_Instructions to follow:_ Count the lines in the records below that contain the string "instance", and reply with that number only.

─── Data shown

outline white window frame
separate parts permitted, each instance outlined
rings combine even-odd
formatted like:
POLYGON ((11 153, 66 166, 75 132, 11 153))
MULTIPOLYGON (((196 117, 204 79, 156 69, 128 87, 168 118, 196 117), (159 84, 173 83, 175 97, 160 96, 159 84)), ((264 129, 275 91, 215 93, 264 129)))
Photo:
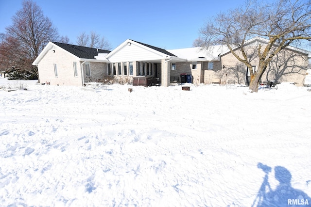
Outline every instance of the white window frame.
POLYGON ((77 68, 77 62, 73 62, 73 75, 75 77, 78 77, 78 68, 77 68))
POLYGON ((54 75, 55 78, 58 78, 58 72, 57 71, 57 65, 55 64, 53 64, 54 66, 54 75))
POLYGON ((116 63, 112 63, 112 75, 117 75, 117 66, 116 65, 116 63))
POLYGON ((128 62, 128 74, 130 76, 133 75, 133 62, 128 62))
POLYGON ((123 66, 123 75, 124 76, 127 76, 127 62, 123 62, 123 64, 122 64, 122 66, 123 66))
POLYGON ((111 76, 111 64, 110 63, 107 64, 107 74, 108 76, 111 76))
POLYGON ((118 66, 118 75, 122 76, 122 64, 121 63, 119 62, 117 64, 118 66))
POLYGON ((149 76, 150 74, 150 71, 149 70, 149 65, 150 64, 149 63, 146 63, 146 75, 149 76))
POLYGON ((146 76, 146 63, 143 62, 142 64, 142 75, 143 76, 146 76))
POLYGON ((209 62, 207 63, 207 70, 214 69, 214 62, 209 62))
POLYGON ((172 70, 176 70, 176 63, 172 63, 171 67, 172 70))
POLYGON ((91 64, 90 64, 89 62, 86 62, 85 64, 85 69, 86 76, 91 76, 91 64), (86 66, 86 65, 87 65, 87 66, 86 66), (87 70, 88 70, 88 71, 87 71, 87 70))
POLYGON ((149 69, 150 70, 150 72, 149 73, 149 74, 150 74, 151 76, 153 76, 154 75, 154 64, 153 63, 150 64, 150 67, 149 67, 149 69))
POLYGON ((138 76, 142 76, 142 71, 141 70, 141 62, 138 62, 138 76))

──────

_Result:_ 2